Data supplied: Begin

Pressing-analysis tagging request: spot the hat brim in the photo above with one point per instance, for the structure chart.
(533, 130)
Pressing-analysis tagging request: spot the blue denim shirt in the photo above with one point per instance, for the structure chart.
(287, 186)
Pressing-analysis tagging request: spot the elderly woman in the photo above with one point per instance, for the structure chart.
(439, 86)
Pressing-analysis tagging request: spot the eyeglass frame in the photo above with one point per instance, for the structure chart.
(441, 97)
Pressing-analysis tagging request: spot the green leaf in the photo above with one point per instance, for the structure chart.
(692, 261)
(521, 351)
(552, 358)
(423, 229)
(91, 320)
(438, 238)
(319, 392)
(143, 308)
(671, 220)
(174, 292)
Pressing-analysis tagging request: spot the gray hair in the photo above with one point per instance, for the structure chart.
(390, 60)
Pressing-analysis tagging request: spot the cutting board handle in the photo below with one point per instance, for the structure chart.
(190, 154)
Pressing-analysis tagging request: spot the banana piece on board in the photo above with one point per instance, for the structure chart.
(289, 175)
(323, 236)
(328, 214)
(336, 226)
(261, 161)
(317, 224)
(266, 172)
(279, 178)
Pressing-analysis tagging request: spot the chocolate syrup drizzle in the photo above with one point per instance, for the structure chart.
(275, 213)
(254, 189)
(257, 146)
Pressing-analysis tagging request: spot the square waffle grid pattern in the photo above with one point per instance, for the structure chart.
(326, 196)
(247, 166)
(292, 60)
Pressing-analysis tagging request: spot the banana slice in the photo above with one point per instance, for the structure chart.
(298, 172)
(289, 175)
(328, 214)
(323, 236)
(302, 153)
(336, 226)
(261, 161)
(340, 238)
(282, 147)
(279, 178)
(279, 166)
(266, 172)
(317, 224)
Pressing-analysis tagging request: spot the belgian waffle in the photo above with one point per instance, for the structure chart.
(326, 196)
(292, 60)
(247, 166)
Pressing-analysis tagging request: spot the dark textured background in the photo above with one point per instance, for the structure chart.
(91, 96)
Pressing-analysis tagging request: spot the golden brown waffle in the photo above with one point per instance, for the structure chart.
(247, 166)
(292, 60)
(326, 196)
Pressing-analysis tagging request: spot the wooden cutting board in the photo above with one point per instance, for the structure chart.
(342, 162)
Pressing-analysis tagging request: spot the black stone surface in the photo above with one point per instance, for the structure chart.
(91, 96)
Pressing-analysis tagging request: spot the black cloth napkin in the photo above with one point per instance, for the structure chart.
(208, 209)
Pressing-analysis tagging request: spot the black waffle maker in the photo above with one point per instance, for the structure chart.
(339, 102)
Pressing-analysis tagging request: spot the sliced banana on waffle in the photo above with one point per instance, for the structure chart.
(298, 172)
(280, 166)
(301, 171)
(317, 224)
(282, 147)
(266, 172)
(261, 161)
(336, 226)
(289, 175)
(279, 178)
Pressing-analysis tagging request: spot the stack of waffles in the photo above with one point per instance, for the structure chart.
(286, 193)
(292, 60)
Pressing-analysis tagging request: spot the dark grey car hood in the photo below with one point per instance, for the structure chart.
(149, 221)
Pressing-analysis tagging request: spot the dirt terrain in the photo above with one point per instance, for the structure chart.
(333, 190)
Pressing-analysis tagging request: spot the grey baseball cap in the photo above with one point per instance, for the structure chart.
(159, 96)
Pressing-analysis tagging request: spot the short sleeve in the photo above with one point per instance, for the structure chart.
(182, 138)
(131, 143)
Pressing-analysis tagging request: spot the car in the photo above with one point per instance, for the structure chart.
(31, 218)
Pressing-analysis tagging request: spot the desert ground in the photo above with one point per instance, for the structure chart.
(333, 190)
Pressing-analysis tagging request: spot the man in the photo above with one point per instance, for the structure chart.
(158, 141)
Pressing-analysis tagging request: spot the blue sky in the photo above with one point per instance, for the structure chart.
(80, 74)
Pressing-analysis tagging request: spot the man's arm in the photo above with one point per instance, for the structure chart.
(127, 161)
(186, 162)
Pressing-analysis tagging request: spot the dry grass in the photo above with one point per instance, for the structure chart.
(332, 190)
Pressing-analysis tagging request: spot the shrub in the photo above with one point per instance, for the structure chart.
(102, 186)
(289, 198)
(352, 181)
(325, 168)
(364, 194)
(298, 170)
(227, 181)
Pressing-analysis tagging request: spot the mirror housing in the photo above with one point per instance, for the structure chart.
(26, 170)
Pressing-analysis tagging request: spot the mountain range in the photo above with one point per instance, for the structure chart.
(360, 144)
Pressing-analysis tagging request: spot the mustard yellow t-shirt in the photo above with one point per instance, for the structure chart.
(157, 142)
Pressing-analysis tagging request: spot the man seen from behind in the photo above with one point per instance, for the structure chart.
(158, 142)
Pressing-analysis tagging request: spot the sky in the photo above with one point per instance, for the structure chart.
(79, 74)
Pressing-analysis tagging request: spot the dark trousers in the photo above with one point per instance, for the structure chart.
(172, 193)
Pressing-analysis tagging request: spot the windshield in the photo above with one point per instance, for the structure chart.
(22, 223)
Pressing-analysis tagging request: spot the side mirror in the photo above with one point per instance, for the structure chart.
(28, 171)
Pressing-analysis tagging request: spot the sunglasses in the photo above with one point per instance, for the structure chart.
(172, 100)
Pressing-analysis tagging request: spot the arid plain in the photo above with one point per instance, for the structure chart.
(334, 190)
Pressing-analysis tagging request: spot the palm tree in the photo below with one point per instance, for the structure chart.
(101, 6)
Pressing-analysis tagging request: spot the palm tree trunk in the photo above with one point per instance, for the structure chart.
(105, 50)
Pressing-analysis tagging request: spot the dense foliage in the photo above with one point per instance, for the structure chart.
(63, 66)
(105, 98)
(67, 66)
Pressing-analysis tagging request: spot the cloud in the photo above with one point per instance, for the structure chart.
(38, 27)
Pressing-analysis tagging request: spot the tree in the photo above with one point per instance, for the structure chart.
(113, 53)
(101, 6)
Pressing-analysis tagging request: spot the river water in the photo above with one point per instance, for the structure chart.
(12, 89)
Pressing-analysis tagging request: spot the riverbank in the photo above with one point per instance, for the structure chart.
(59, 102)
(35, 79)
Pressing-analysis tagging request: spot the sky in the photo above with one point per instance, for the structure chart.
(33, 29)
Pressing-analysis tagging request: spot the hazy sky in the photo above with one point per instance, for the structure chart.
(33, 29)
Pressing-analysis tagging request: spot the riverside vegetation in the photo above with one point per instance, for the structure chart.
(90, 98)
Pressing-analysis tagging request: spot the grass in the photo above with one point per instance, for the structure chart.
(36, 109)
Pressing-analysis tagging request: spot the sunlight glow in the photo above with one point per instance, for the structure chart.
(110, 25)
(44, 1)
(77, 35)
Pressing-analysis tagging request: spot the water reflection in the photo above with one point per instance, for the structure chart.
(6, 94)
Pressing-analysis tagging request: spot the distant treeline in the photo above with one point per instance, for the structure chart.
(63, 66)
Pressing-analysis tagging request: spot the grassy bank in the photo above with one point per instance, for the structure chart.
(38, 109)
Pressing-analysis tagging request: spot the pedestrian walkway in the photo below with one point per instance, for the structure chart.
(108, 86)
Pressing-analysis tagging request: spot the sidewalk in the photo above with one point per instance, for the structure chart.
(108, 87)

Data supplied: End

When you reach the end of the data, write every line out again verbatim.

Pressing-analysis tagging request: spot the hat brim in the photo above with one point per instance, for the structure chart.
(533, 130)
Pressing-analysis tagging request: spot the blue denim shirt in the photo above with one point per instance, for the structure chart.
(287, 186)
Pressing-analysis tagging request: spot the elderly woman in the photo above with one point per instance, for the structure chart.
(439, 86)
Pressing-analysis tagging request: spot the eyeglass frame in the photo above with one point per instance, for the structure chart.
(441, 97)
Pressing-analysis tagging request: spot the green leaf in the photo above with one point per instance, for the structure chart.
(692, 261)
(521, 351)
(552, 358)
(423, 229)
(91, 320)
(438, 238)
(319, 392)
(143, 308)
(671, 220)
(174, 292)
Pressing-analysis tagging request: spot the gray hair in the photo above with one point per instance, for the structure chart.
(390, 60)
Pressing-analysis tagging request: spot the cutting board handle in the photo below with one point per instance, for the structure chart.
(190, 154)
Pressing-analysis tagging request: spot the banana piece on board in the photo above with one point per instance, for the structure chart.
(289, 175)
(323, 236)
(328, 214)
(336, 226)
(261, 161)
(317, 224)
(266, 172)
(279, 178)
Pressing-analysis tagging request: spot the chocolate syrup drizzle in the photo above with one point per instance, for the structure chart.
(275, 213)
(254, 189)
(257, 146)
Pressing-analysis tagging request: spot the square waffle grid pattern in the photo above with one point per instance, for the structure chart.
(326, 196)
(247, 166)
(292, 60)
Pressing-analysis tagging request: spot the banana slice in the photo above with one point per instance, for the structure chart.
(298, 172)
(289, 175)
(328, 214)
(323, 236)
(302, 153)
(336, 226)
(261, 161)
(340, 238)
(282, 147)
(279, 178)
(279, 166)
(266, 172)
(317, 224)
Pressing-analysis tagging request: spot the belgian waffle in the photo above with one point per instance, for the structure chart.
(326, 196)
(292, 60)
(247, 166)
Pressing-analysis tagging request: spot the dark textured background in the photo above with one point per instance, for the structure chart.
(91, 96)
Pressing-analysis tagging request: spot the golden brown waffle in the photo above with one point per instance, for the structure chart.
(247, 166)
(292, 60)
(326, 196)
Pressing-analysis tagging request: spot the wooden cutting board in the photo above with one point per instance, for the structure chart.
(342, 162)
Pressing-analysis tagging request: spot the black stone surface in the photo above with one point per instance, for the structure chart.
(91, 96)
Pressing-analysis tagging request: spot the black cloth napkin in the photo above with one point per instance, for the structure chart.
(208, 209)
Pressing-analysis tagging request: spot the black waffle maker in the photo above with one point per instance, for the structure chart.
(339, 102)
Pressing-analysis tagging request: spot the sliced banana on waffle in the photo above with one point per instance, for the structure chart.
(298, 172)
(280, 166)
(301, 171)
(317, 224)
(282, 147)
(266, 172)
(261, 161)
(336, 226)
(289, 175)
(279, 178)
Pressing-analysis tagging request: spot the stack of waffles in the photo above with one point per instance, for the structure chart.
(286, 193)
(292, 60)
Pressing-analysis tagging request: spot the dark grey car hood in the photo below with one point per instance, for the structure chart.
(149, 221)
Pressing-analysis tagging request: spot the dirt terrain in the photo above with one point per instance, for the structure chart.
(333, 190)
Pressing-analysis tagging request: spot the grey baseball cap in the photo above with one point per instance, for the structure chart.
(159, 96)
Pressing-analysis tagging request: spot the short sleeve in the photo above with one point per instance, for the structure chart.
(182, 138)
(131, 143)
Pressing-analysis tagging request: spot the car in the photo above with one point per instance, for the structure chart.
(31, 218)
Pressing-analysis tagging request: spot the desert ground in the photo above with one point per instance, for the structure chart.
(333, 190)
Pressing-analysis tagging request: spot the man in the photo above with one point per instance, for the structure chart.
(158, 141)
Pressing-analysis tagging request: spot the blue sky in the photo above with one point per instance, for the structure chart.
(80, 74)
Pressing-analysis tagging request: spot the man's arm in the photo above with one point per instance, for the structure chart.
(127, 161)
(186, 162)
Pressing-analysis tagging request: spot the dry grass in the photo above with one point per instance, for the structure chart.
(332, 190)
Pressing-analysis tagging request: spot the shrub in the photo above with one point per instance, for the structure chart.
(102, 186)
(289, 198)
(352, 181)
(325, 168)
(364, 194)
(298, 170)
(227, 181)
Pressing-analysis tagging request: spot the mirror housing in the photo above with one point per instance, for the structure chart.
(26, 170)
Pressing-analysis tagging request: spot the mountain range in the photo above with one point per instance, for the structure chart.
(360, 144)
Pressing-analysis tagging request: spot the mustard yellow t-shirt in the photo above with one point per instance, for the structure chart.
(157, 142)
Pressing-analysis tagging request: spot the man seen from behind in the photo above with one point per instance, for the structure chart.
(158, 142)
Pressing-analysis tagging request: spot the sky in the photo above with one point per instance, for the structure chart.
(79, 74)
Pressing-analysis tagging request: spot the dark trousers in the photo above with one point per instance, for the structure chart.
(172, 193)
Pressing-analysis tagging request: spot the windshield in the photo above with one point per instance, for the structure chart.
(22, 223)
Pressing-analysis tagging request: spot the side mirror in the photo above with one point per instance, for the structure chart.
(28, 171)
Pressing-analysis tagging request: spot the sunglasses in the photo above with one point per instance, for the structure chart.
(172, 100)
Pressing-analysis tagging request: spot the arid plain in the photo above with one point per instance, for the structure chart.
(334, 190)
Pressing-analysis tagging request: spot the palm tree in the photo below with one point per instance, for the structure chart.
(101, 6)
Pressing-analysis tagging request: spot the palm tree trunk in the photo above with one point per instance, for the structure chart.
(105, 50)
Pressing-analysis tagging request: spot the dense foliage in the photo above with one point per instance, for the structure chart.
(63, 66)
(105, 98)
(67, 66)
Pressing-analysis tagging request: spot the cloud in the photo above with one point per instance, for the structure chart.
(38, 27)
Pressing-analysis tagging request: spot the tree in the photo above with one point per instance, for the structure chart.
(113, 53)
(101, 6)
Pressing-analysis tagging request: spot the river water in the photo above with one point per instance, for the structure chart.
(12, 89)
Pressing-analysis tagging request: spot the riverbank in the photo above with one point per instance, for the structure chart.
(59, 102)
(35, 79)
Pressing-analysis tagging request: spot the sky in the photo above with one point per instance, for the structure chart.
(33, 29)
Pressing-analysis tagging request: spot the hazy sky in the photo above with one point per instance, for the structure chart.
(33, 29)
Pressing-analysis tagging request: spot the riverside vegetation in the photo above with one point per instance, for the structure chart.
(90, 98)
Pressing-analysis tagging request: spot the grass in the photo above with one point per instance, for the structure chart.
(36, 109)
Pressing-analysis tagging request: spot the sunlight glow in the photo above with one point per instance, for the structure chart.
(110, 25)
(44, 1)
(77, 35)
Pressing-analysis tagging request: spot the water reflection in the photo above with one point per instance, for the structure chart.
(6, 94)
Pressing-analysis tagging request: spot the distant treeline in the photo above with one point per instance, for the structure chart.
(63, 66)
Pressing-analysis tagging request: spot the grassy bank in the photo above with one point per instance, for the structure chart.
(38, 109)
Pressing-analysis tagging request: spot the pedestrian walkway in the photo below with one point per instance, for the structure chart.
(108, 86)
Pressing-analysis tagging request: spot the sidewalk in the photo above with one point per instance, for the structure chart.
(108, 87)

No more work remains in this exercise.